- **Description of the task**: Extract from the entries below, exactly as given, only the lines from the line containing "Target: decorative ornament on mantel" to the line containing "Target: young man's teeth", both lines included.

Source records:
-*-

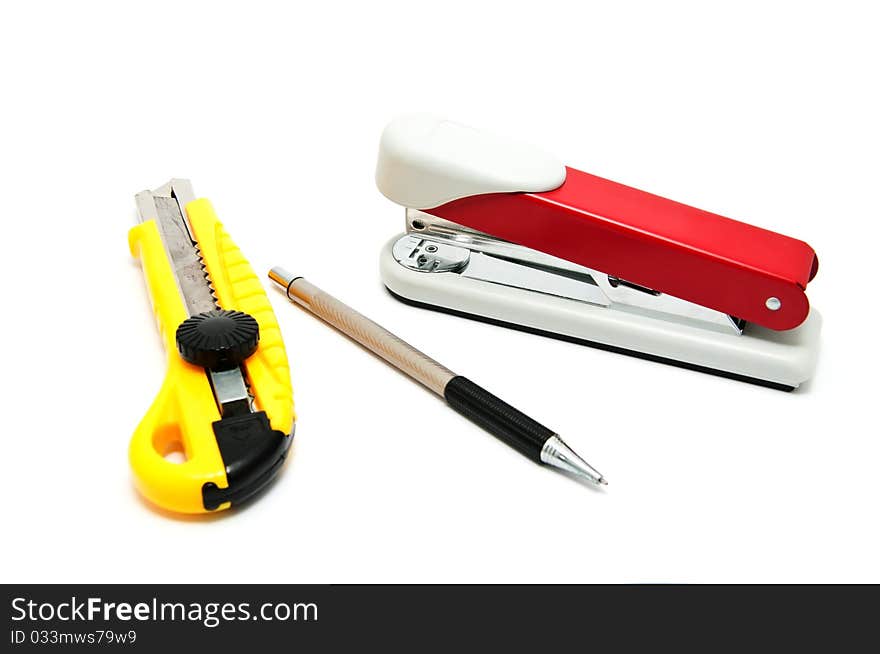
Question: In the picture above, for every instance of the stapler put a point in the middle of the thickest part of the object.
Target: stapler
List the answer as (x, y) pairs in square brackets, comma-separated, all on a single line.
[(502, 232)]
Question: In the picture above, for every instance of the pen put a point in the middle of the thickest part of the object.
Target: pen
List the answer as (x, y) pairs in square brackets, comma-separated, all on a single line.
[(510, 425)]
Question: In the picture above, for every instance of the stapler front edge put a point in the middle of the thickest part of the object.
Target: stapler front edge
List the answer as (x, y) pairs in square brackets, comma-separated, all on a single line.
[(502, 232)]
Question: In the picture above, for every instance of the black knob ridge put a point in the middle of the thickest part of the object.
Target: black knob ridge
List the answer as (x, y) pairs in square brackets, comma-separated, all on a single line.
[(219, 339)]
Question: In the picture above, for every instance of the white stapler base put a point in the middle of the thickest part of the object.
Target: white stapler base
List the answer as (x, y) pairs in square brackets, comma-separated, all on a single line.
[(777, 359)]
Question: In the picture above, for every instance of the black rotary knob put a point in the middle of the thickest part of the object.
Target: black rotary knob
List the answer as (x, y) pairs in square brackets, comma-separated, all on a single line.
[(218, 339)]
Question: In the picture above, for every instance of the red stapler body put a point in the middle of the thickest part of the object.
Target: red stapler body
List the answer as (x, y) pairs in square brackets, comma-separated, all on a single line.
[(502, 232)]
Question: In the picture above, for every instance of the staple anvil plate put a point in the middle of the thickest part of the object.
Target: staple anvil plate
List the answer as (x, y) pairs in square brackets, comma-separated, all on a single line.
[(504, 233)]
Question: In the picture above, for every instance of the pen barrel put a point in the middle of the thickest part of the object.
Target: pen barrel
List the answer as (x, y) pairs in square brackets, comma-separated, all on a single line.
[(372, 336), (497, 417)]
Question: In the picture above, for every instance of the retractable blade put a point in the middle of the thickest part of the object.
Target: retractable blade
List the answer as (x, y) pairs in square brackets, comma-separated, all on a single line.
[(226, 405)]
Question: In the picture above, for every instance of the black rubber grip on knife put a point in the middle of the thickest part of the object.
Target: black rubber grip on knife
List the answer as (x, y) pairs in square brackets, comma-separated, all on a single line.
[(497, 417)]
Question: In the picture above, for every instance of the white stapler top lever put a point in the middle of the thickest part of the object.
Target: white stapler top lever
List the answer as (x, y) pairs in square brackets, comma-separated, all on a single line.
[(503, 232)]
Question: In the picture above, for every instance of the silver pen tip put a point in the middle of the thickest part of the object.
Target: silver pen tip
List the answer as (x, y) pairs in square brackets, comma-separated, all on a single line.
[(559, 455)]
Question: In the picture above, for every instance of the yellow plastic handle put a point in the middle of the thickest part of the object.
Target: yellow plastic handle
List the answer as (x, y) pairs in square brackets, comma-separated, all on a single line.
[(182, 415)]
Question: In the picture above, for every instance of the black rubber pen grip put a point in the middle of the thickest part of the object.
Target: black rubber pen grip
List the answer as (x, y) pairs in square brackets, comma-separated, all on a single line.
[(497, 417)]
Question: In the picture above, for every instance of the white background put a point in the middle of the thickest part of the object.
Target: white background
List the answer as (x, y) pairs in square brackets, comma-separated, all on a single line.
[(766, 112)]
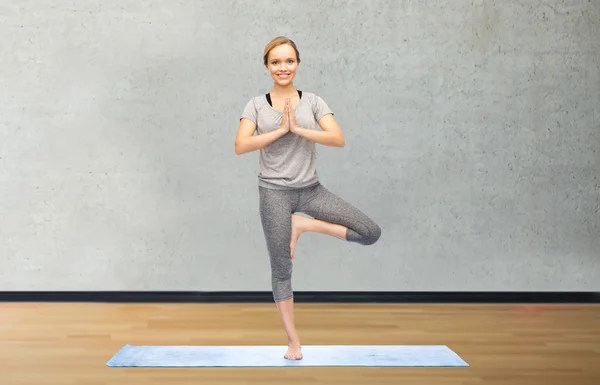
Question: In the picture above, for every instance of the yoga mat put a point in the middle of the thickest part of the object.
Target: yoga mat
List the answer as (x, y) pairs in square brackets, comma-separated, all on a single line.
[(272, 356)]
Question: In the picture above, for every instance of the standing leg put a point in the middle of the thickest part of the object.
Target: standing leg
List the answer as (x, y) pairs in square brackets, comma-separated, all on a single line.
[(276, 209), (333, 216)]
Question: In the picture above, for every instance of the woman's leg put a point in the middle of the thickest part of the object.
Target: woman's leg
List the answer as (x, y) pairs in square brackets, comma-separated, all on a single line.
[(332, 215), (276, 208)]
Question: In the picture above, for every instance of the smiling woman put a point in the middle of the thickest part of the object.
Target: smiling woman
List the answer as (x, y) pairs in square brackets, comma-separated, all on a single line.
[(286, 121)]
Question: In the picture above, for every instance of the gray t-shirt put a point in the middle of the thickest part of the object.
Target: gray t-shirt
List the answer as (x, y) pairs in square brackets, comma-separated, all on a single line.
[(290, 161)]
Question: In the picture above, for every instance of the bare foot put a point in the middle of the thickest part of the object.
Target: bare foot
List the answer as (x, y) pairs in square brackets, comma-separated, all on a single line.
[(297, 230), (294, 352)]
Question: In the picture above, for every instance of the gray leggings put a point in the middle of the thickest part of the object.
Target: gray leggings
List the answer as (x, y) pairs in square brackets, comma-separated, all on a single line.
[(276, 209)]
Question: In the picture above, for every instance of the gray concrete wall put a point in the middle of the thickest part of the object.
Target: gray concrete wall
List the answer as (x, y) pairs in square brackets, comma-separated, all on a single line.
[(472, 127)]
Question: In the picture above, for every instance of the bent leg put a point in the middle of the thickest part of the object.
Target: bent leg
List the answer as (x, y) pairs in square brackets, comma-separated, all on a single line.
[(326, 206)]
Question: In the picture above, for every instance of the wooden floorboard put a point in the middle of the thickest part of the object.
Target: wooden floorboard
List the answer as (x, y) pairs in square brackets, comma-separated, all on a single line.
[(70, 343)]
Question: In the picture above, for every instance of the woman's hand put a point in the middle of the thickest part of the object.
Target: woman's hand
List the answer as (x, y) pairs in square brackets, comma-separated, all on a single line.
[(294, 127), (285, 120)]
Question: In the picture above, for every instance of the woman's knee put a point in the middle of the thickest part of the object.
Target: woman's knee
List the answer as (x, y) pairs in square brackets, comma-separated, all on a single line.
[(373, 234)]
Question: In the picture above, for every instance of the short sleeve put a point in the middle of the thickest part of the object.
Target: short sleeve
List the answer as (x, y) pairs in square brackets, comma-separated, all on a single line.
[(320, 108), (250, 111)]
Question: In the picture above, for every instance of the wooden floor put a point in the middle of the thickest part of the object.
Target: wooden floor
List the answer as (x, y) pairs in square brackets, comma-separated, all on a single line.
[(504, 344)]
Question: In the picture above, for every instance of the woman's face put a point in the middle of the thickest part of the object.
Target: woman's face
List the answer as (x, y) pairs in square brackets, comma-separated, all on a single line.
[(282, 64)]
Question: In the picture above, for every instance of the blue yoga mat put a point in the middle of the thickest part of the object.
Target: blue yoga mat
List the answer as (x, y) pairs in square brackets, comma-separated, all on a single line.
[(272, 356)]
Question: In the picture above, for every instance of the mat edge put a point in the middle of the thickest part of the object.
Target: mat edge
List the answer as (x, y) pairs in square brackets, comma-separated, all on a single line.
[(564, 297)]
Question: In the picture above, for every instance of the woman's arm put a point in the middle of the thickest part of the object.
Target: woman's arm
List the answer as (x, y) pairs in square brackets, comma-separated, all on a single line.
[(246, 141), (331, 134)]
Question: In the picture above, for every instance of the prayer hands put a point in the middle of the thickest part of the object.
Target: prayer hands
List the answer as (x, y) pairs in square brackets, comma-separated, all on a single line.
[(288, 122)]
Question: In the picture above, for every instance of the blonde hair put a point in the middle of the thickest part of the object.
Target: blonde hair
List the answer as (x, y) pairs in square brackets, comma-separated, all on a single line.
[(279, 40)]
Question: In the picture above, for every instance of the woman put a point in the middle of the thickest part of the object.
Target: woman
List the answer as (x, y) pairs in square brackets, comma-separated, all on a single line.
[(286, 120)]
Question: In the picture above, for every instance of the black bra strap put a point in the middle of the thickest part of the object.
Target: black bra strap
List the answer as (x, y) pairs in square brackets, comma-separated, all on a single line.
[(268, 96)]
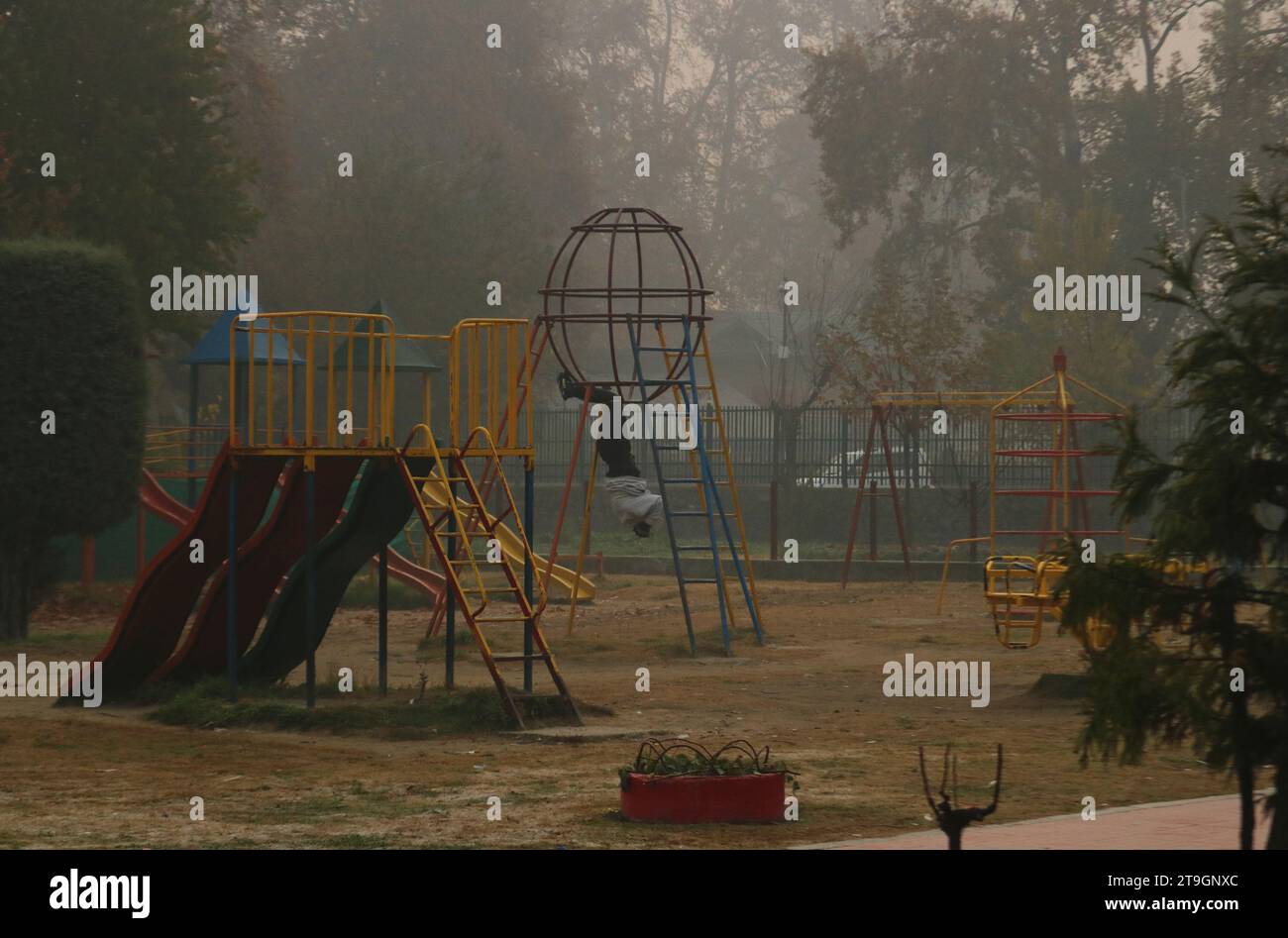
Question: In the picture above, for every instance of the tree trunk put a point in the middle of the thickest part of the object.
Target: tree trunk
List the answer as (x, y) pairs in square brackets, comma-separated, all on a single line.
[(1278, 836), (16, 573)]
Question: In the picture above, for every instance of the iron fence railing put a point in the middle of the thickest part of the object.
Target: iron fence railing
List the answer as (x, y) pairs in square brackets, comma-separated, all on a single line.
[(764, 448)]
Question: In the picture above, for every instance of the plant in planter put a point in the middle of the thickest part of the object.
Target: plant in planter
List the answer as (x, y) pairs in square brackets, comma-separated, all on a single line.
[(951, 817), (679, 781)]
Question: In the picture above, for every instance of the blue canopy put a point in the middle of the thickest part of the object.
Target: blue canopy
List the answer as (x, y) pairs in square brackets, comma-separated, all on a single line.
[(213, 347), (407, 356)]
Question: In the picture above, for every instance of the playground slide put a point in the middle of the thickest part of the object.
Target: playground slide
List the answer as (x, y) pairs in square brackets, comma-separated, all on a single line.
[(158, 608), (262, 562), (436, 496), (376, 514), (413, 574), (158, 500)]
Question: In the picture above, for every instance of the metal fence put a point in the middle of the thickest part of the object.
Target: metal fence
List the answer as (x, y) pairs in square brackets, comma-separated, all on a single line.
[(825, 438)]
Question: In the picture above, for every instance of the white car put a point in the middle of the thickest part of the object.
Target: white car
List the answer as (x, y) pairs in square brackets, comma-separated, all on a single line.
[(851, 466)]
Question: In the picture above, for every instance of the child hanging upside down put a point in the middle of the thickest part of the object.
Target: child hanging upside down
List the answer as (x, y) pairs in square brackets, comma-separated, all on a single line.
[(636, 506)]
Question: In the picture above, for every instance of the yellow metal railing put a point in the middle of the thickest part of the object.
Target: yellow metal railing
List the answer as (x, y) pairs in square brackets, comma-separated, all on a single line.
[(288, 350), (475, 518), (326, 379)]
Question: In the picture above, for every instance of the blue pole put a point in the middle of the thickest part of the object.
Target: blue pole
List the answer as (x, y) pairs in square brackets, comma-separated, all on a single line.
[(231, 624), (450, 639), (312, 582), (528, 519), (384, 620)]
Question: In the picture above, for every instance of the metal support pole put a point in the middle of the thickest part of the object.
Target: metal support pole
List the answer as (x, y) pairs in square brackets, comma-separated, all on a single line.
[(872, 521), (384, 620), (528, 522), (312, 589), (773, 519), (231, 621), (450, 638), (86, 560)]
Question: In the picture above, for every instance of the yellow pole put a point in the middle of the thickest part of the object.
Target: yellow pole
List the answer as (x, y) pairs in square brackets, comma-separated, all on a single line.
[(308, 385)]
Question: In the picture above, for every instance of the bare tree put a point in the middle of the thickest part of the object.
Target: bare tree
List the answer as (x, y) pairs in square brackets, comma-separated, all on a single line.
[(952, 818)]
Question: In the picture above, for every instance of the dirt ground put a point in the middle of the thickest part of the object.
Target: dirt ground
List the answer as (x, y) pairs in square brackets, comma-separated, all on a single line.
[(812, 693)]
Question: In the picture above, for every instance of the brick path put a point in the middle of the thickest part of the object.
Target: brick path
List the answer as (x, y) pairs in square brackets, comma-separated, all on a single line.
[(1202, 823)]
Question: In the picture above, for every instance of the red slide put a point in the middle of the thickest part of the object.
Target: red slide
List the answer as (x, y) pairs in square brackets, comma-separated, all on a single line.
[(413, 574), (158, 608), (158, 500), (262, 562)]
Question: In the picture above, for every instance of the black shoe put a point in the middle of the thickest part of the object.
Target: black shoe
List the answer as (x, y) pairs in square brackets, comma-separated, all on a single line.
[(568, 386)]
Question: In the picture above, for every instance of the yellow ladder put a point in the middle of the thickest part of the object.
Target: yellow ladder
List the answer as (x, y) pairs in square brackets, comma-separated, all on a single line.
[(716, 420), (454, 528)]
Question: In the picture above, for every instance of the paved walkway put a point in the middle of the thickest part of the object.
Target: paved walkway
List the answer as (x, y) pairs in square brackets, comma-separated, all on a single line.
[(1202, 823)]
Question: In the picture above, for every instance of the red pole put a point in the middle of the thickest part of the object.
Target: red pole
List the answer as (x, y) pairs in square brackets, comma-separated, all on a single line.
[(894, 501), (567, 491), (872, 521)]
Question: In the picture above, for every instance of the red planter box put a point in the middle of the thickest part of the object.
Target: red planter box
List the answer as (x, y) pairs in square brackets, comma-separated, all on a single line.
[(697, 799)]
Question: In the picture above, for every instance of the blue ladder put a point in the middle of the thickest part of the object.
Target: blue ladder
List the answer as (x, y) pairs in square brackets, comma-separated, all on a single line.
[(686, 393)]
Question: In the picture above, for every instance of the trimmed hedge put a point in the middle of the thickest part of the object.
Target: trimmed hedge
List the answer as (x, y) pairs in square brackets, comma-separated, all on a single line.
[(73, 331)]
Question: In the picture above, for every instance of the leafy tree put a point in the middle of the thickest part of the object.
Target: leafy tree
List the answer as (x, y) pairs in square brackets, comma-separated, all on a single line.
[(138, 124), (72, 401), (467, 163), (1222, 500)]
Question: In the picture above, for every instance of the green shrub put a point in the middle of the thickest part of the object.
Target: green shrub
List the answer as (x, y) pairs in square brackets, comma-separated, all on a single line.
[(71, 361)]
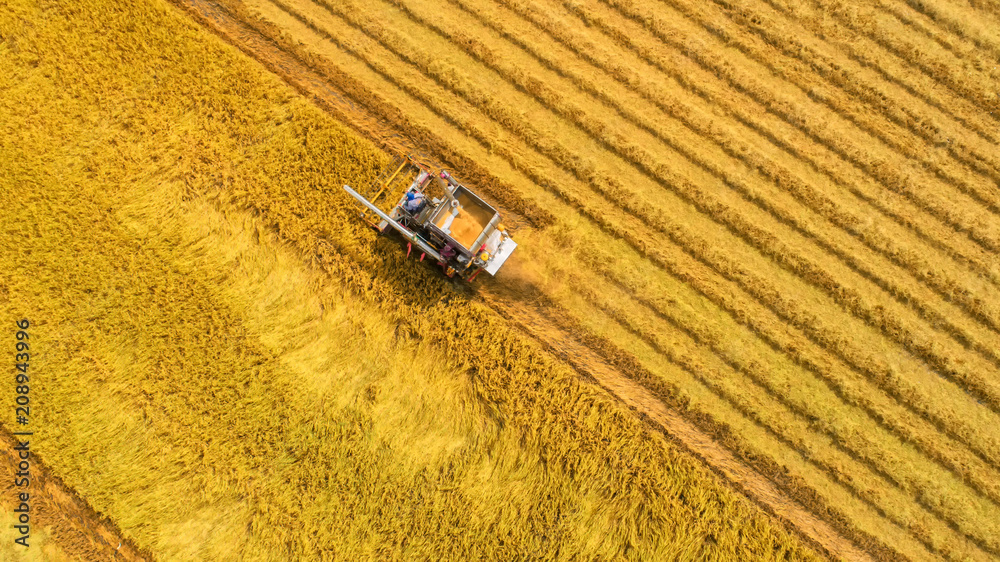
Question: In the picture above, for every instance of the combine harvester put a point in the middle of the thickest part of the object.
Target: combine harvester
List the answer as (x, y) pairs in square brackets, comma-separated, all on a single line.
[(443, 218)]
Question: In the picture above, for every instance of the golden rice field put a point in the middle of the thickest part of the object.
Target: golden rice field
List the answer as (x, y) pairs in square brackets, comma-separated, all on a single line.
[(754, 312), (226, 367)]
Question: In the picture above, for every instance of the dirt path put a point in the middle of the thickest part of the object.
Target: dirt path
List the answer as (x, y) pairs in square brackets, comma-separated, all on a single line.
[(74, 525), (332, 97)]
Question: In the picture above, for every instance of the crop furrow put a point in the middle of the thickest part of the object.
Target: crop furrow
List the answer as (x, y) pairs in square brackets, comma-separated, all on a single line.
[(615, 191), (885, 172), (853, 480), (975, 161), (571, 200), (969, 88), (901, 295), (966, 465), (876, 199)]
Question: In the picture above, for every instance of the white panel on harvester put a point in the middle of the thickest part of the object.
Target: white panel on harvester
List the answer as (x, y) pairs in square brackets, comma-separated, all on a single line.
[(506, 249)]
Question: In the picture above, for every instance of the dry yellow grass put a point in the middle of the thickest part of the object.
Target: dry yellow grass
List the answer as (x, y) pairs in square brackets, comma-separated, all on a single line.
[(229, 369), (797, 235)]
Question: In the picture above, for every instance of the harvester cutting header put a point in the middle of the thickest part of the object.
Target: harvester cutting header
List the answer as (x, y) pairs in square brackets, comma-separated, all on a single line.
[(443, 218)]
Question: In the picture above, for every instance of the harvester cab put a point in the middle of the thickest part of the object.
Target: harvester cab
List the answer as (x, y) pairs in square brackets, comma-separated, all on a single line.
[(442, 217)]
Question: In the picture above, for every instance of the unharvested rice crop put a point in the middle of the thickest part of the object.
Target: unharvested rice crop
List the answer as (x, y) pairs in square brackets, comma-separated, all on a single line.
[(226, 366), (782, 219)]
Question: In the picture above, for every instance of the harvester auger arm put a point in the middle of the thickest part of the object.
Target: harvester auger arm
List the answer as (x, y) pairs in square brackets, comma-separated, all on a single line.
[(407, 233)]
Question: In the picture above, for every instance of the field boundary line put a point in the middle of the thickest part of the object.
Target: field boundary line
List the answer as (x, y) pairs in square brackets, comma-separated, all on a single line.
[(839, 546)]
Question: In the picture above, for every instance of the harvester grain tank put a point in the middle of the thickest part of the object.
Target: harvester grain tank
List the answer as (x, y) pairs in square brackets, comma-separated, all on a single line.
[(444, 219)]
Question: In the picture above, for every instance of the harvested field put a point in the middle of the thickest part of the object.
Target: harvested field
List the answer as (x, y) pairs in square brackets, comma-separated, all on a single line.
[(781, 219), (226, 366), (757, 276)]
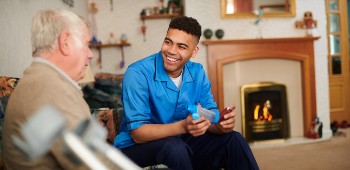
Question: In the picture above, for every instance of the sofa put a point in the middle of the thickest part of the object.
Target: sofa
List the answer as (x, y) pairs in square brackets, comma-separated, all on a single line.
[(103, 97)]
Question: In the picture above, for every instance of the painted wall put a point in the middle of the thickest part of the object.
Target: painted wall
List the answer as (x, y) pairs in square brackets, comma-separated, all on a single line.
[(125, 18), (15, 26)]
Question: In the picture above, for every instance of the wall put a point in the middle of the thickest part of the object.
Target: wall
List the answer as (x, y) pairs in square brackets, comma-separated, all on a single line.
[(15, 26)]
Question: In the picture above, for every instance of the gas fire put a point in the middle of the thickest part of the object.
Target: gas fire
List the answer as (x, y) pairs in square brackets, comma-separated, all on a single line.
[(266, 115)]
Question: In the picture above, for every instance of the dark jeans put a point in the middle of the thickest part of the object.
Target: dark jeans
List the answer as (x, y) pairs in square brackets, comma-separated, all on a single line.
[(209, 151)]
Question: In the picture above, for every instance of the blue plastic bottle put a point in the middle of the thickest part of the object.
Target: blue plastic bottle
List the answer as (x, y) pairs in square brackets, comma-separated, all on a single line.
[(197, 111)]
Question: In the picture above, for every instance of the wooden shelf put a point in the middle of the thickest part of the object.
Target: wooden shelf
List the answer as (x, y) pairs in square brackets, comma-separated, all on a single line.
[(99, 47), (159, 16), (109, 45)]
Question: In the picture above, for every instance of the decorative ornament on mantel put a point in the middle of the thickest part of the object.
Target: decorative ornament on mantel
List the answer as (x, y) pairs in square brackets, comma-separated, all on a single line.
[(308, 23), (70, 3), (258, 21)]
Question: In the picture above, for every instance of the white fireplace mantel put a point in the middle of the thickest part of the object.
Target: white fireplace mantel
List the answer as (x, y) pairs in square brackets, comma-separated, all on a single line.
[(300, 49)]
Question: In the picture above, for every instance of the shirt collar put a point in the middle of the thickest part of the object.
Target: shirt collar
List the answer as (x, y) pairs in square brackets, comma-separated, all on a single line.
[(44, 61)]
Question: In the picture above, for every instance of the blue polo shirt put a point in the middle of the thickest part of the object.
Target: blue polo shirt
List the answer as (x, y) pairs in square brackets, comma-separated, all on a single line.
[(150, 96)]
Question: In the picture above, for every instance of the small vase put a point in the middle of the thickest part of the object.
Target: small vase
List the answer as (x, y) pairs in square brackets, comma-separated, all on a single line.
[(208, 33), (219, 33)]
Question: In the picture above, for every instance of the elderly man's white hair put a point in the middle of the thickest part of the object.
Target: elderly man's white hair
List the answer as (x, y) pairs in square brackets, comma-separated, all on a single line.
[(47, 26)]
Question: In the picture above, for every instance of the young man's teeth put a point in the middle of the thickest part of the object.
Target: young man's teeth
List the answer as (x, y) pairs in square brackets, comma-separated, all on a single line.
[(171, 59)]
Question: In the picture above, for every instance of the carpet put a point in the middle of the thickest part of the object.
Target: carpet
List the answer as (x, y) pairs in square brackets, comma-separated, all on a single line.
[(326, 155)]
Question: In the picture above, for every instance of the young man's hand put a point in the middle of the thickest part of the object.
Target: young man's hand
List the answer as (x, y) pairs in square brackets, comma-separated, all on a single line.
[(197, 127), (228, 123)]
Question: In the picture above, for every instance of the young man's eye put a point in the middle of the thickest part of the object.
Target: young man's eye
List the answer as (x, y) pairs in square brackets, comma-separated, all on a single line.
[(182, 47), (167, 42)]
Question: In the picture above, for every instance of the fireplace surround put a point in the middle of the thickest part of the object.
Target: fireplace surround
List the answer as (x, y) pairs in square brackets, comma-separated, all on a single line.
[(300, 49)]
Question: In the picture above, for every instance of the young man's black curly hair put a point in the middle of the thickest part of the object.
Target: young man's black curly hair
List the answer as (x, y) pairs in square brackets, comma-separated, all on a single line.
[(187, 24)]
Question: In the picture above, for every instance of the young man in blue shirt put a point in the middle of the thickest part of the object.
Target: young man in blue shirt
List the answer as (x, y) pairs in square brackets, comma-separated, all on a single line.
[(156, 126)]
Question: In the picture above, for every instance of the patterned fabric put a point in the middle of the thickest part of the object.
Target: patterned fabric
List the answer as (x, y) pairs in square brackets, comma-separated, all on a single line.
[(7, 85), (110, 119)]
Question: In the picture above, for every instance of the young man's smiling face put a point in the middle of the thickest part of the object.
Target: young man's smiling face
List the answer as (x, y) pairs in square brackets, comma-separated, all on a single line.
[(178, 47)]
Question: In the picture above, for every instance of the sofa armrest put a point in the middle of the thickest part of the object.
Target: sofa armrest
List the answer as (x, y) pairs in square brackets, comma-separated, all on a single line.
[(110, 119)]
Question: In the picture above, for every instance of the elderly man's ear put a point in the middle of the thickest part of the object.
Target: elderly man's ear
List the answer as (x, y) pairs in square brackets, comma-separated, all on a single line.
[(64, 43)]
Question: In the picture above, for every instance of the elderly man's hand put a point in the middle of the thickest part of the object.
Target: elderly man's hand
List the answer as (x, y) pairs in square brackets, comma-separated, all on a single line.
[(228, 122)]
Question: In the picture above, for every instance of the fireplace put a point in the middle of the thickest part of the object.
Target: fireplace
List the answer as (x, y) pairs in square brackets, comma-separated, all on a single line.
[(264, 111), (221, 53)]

-*-

- **Response**:
Target: decorative ornament on mantel
List the answer as (x, y) pairs in square brackets, comma-separated, all on a single line.
[(308, 23), (70, 3), (258, 21)]
Question: In the picture above, for every instance of the white fireplace mantel put a point in the middle of the thickest part of the object.
Target: white fireplace mantel
List the answer as (x, y) pairs in square brackets, comma-separated, all on a single line.
[(300, 49)]
Question: In the picture above, for every instance of the shirt collar put a point in the middle of the thickest part of the object.
Target: shirt collar
List the answer as (x, y) pairs in square brackets, comma-separated, all on a single line.
[(44, 61)]
Question: In the picture above, for every instance of the blue polo shirt put a point in the middle of the thickest part of the object.
Target: blue polo shirt
List the answer as (x, y) pairs in square brackets, comma-separated, all on a single line.
[(150, 96)]
Question: In the picture above, for every instance of the small vase put a point in the middle of the thickest part of the object.
Target: small vase
List the answer as (x, y) pairs in square brackets, comma-separated, all on a single line.
[(208, 33), (219, 33)]
Question: In the picture above, for every instance of the elderly man's white hair put a point in the middle of the thickest part of the object.
Target: elderly man's white hair
List the answer as (x, y) pairs in square brackets, comma-separated, all on a single line.
[(47, 26)]
Question: In the picture above, for every instance of the young man's teeth put a point in the middle of the thickest part of the object.
Target: young man's teeth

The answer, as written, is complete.